--- DOCUMENT EXCERPT ---

12th Century, 1101 to 1200

1101  In western Africa, a few miles from the Niger River, where the mosquitoes are not so bad as they are closer to the river, a well has been dug and a camp created for people trading salt for gold and for slaves brought northward on the river. The camp is to become Timbuktu.

1101  By the beginning of this new century, towns are becoming an important part of life in Europe, although people there are less than ten percent and ninety percent and rural.  The towns are centers of commerce, which enlightened feudal lords and kings find in their interest, either of the two having granted the town charters. Where big landowners resist the rise of towns they find trouble often in the form of violence directed against them.

1101  In Europe, royalty is little more than family of warlords. Robert Curthose, Duke of Normandy, has returned from the First Crusade, and he invades England in an attempt to take the throne from his brother, Henry I.

1101  In Southern France, troubadours appear, resuming a tradition that began in the 500s when secular entertainers were banished on the urging of Christian bishops. The troubadours sing of the lives and the courts of noblemen.

1114  Two peasants at Soissons are accused of holding meetings outside of the Church. A deep vat of water is blessed. One of the peasants, Clement, is tied up and tossed into the tank, and he floats, leading to the conclusion that the "holy water" has rejected him and that he is therefore guilty. After this, the other peasant confesses. Two others are imprisoned with the two. Local people excited and passionate about heresy break into the jail and burn the four to death. 

1116  The Chinese have begun stitching together books of printed pages. They have been enjoying prosperity. Poetry and art are flourishing. But China is weak militarily, a result in part of Confucianism, which dominates ideologically.

1117  Slavery is abolished in Iceland.

1119  For centuries – perhaps as early as the 200s C.E. – a few Chinese have known about magnetic north, and now the first recorded use of a magnetic compass takes place.

1121  The Roman Catholic Church is more bureaucratically organized than it was in previous centuries. Centuries before it had no problem with common people believing in pagan herbal magic, holy trees and springs, fairies and the like, but now the Church feels more threatened in its role as arbiter of truth. Literacy has been rising. Translations of ancient Greeks are circulating. Ideas are spreading with the increase in the movement of trade and people within Europe. The Church is now concerned about heresy. The Concordat of Worms condemns the popular lecturer and writer, Peter Abelard. And later this year the uncle of Abelard's wife, Heloise, leads a group of men who attack and castrate Abelard.

--- STORED RECORDS ---

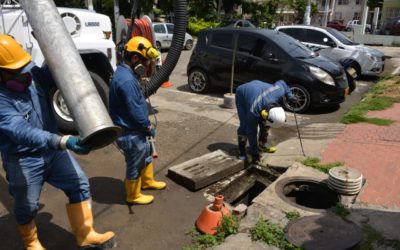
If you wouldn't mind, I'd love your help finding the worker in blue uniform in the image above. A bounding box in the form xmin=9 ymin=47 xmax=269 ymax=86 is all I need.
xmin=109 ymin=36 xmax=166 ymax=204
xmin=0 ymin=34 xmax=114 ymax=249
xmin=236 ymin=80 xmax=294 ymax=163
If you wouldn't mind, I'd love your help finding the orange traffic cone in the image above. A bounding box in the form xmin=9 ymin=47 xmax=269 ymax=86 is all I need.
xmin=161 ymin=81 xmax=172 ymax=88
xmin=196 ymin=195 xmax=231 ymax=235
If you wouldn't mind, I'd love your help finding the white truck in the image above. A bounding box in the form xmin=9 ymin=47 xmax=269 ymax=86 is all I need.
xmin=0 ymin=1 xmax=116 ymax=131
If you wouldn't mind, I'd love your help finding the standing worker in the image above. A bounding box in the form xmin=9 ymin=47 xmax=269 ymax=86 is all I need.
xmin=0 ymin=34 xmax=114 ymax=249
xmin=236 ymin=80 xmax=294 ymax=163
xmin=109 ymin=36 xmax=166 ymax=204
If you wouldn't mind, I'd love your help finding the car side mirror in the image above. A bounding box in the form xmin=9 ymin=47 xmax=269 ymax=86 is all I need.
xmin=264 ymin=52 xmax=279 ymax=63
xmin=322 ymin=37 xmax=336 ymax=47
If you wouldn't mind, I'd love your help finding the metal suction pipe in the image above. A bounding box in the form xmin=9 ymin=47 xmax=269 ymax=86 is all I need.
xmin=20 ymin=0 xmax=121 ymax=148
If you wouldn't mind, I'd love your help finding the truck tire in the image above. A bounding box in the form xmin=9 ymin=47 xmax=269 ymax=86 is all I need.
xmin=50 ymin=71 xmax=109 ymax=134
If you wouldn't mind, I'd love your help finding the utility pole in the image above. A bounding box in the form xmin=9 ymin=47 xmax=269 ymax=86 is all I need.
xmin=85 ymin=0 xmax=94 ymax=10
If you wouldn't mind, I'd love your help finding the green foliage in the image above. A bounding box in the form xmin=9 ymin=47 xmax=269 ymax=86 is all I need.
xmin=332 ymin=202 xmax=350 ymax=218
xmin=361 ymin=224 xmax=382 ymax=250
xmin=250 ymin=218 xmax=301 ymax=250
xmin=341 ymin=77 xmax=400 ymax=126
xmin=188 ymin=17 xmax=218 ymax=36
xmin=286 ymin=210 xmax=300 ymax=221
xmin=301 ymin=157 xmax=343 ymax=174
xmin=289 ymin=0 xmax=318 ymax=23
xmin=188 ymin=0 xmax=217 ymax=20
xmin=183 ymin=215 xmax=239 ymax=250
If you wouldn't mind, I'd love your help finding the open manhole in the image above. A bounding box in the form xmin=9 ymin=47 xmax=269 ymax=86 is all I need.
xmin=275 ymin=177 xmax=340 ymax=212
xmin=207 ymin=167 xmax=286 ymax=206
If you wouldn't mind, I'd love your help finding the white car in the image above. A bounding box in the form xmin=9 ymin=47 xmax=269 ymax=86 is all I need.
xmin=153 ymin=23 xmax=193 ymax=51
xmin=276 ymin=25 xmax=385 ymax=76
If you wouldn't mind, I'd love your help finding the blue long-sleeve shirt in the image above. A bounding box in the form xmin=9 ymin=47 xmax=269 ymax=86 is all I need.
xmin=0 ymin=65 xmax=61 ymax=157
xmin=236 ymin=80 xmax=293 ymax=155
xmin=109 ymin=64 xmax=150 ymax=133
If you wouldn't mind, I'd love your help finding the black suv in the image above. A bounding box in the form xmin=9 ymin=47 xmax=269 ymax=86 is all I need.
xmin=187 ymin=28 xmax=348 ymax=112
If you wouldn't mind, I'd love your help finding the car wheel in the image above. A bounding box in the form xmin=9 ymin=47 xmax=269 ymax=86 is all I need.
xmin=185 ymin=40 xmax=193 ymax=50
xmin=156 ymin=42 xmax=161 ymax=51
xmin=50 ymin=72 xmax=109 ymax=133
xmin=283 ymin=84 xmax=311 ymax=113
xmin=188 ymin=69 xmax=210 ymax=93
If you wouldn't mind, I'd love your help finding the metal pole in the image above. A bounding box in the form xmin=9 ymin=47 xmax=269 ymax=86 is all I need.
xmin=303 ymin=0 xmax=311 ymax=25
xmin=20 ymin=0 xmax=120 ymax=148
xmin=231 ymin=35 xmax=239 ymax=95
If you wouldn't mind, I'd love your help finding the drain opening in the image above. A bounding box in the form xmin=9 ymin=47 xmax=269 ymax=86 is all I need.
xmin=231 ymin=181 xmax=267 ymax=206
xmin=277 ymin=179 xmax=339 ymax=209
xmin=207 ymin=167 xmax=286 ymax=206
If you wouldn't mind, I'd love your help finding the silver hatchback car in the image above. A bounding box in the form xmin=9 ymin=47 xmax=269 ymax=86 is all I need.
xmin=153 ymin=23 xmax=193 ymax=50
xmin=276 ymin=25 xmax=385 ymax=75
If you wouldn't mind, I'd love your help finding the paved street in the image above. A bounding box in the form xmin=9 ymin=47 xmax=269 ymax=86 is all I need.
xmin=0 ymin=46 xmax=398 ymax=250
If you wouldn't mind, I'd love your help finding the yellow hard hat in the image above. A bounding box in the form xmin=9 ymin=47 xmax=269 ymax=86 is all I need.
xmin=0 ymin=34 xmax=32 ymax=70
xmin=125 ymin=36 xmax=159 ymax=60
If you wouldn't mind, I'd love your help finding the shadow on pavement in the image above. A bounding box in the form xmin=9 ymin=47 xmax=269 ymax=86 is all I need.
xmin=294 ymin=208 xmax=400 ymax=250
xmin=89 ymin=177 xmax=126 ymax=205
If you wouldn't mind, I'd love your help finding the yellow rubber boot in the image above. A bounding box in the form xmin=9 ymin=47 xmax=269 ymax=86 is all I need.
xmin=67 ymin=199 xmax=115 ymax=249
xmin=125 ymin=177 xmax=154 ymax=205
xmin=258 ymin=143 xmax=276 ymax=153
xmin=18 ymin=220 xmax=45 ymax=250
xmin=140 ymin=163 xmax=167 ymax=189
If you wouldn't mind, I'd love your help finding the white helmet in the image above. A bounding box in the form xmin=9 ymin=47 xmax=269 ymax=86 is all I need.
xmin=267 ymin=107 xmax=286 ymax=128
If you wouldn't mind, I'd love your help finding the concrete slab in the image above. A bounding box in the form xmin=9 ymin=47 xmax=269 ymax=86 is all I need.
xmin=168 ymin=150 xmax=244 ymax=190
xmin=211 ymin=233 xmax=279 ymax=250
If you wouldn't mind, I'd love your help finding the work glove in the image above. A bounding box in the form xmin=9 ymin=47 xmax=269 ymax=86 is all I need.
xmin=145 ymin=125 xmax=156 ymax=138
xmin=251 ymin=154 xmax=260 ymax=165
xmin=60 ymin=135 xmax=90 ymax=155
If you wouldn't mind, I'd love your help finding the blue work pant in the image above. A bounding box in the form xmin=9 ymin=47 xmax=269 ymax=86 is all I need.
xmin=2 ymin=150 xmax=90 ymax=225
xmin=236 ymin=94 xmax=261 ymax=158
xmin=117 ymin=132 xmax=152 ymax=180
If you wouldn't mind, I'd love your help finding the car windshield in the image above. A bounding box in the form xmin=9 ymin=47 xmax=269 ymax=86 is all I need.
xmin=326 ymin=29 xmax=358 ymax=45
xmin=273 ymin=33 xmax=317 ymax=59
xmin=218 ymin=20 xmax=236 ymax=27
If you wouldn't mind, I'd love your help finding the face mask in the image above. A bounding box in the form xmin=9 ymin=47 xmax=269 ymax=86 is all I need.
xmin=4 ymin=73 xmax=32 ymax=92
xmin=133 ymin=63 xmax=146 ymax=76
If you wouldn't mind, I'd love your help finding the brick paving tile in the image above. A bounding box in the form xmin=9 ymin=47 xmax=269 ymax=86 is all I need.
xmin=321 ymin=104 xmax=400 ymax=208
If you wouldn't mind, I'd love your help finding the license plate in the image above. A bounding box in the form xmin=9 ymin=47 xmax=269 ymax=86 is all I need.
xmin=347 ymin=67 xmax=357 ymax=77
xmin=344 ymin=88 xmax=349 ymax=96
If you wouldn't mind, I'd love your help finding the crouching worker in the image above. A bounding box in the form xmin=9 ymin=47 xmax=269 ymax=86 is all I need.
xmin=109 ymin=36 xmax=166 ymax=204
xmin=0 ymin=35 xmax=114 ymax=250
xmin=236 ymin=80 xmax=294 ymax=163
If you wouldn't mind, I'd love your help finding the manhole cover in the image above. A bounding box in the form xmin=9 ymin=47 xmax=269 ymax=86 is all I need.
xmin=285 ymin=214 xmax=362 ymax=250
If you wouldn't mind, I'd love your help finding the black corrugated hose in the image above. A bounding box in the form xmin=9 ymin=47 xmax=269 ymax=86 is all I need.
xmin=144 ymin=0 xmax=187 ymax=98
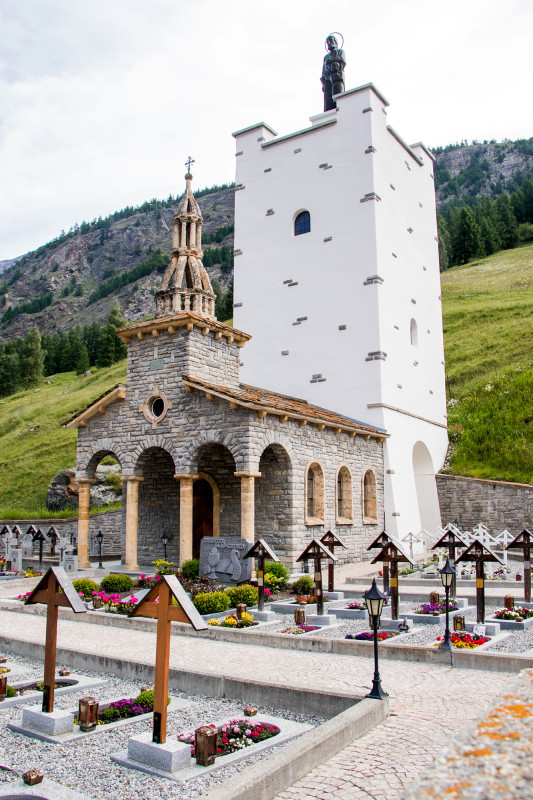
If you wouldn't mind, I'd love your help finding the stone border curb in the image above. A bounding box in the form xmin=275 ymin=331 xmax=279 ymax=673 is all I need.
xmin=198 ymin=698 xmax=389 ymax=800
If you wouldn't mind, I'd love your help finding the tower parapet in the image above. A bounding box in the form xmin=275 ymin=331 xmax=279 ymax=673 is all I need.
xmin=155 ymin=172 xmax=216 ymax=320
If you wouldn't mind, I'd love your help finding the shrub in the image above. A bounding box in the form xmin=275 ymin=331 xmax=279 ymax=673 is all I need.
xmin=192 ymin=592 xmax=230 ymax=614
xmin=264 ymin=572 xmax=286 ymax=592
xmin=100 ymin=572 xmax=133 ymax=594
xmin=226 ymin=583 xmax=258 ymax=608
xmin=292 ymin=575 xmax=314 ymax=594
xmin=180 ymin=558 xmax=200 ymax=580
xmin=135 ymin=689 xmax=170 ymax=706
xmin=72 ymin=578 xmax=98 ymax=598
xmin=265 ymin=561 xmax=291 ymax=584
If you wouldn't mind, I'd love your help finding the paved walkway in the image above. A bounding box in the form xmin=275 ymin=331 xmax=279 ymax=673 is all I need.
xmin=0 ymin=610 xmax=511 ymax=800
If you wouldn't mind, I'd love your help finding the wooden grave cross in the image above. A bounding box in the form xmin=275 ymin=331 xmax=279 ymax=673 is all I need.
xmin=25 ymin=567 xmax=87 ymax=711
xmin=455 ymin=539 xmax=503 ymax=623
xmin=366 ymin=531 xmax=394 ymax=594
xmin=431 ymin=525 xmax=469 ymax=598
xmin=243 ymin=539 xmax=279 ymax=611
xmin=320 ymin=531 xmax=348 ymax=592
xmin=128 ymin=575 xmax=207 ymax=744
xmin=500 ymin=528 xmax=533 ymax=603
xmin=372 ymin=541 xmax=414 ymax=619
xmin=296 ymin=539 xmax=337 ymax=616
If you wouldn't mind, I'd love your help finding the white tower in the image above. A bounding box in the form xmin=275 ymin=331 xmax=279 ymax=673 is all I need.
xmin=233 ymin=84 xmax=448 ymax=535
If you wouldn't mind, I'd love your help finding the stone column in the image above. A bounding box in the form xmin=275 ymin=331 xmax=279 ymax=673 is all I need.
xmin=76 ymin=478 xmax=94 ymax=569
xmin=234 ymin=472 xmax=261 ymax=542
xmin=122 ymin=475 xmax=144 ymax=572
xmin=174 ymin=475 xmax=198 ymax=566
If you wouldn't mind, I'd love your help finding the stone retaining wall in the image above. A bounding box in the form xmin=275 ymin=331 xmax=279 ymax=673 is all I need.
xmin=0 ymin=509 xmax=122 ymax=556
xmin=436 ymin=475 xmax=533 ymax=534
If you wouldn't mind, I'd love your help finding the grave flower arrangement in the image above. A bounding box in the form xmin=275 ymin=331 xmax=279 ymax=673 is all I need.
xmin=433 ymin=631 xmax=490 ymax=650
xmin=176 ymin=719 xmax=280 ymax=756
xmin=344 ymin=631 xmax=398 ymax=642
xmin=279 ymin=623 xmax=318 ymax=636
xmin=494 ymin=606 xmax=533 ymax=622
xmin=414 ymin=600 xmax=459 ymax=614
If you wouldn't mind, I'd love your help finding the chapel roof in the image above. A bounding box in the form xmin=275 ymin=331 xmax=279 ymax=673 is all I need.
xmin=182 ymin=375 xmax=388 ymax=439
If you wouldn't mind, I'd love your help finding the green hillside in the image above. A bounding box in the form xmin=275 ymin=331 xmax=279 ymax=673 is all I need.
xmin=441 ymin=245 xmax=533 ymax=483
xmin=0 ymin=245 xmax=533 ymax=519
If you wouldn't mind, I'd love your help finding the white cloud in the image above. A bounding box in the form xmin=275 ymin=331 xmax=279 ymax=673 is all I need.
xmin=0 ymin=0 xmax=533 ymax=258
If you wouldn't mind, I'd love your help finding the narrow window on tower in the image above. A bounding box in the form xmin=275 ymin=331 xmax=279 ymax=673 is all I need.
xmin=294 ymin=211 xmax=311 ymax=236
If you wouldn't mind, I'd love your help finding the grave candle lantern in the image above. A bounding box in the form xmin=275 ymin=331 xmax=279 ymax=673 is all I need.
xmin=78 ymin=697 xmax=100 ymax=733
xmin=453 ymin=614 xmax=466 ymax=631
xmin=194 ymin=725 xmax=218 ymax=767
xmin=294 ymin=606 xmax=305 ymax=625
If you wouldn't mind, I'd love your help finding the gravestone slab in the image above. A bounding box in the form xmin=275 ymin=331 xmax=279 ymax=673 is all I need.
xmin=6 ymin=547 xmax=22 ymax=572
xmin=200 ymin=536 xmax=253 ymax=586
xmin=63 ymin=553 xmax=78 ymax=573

---

* BRIEF A:
Name every individual person mentioned by name in the twelfth-century chronology.
* BRIEF B:
According to the twelfth-century chronology, in which year is slavery abolished in Iceland?

* CORRECT OUTPUT A:
Robert Curthose, Henry I, Clement, Peter Abelard, Heloise

* CORRECT OUTPUT B:
1117